━━━━━ Record set

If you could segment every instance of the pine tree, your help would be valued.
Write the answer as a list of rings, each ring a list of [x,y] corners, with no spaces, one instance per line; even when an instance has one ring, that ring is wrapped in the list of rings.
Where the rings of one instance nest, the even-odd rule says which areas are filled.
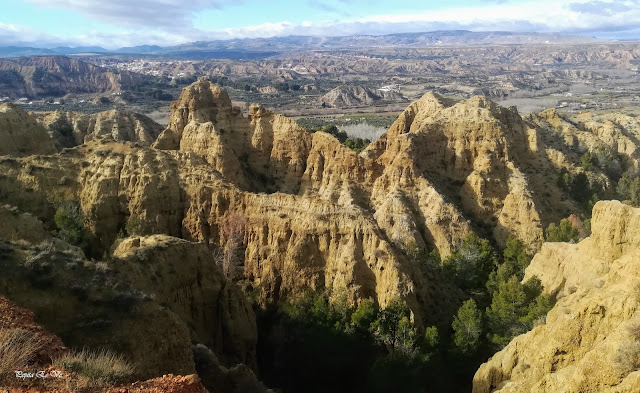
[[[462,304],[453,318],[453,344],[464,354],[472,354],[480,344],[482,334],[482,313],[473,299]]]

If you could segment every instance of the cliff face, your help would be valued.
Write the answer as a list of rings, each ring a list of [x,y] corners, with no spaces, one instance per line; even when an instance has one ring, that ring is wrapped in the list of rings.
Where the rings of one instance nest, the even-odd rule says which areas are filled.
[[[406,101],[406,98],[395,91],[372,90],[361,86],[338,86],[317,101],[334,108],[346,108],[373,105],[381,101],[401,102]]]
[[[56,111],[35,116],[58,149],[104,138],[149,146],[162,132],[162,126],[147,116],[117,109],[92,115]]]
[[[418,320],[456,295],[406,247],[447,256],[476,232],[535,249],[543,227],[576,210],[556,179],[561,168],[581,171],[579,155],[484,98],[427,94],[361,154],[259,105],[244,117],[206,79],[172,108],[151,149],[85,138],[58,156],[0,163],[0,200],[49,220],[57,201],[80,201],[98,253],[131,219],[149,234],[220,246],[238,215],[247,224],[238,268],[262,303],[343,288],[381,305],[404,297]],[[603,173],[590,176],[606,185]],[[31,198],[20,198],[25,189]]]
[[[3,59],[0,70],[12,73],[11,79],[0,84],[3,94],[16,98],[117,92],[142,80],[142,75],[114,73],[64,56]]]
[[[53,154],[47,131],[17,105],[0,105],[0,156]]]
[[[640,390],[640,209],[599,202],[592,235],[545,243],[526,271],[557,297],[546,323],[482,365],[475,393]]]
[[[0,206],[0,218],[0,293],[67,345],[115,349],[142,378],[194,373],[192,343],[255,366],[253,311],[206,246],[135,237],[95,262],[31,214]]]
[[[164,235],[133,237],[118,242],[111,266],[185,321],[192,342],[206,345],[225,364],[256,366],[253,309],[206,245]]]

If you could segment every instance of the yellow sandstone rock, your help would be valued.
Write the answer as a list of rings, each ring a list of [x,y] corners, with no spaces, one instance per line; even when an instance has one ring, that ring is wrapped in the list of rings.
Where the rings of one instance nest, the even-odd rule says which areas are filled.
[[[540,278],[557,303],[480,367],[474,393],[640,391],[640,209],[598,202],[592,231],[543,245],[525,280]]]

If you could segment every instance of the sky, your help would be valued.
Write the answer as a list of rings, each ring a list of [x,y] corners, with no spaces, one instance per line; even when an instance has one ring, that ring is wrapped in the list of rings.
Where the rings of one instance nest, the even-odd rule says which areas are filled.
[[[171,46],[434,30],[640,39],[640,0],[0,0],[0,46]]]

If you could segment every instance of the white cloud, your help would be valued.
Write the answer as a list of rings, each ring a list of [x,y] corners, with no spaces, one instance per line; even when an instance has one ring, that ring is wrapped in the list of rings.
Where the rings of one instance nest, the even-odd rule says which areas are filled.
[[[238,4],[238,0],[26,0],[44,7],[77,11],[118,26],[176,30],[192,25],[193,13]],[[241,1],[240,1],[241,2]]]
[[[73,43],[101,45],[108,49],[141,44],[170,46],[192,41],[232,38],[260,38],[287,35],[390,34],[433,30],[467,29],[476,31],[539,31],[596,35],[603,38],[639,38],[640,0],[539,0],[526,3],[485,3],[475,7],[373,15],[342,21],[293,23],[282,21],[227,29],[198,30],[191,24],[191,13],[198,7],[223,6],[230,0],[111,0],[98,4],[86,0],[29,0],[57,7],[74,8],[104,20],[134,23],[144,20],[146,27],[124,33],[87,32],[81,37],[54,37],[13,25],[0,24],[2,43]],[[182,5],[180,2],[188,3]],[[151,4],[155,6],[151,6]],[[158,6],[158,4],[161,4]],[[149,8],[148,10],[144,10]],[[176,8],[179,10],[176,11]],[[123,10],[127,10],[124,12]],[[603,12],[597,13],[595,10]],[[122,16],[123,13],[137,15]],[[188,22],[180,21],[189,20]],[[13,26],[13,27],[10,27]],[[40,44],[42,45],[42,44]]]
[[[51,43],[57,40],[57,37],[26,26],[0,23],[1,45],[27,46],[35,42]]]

━━━━━━━━━━

Look through the records and gather each line with the word "your".

If you could segment every instance of the pine tree, your help would be valued.
If you could segment every instance of the cliff face, your help would be valued.
If you could segment every instance of the yellow sandstone rock, your help would be valued.
If you could segment every instance of the sky, your help would be valued.
If you could segment every instance of the white cloud, your help would be valued.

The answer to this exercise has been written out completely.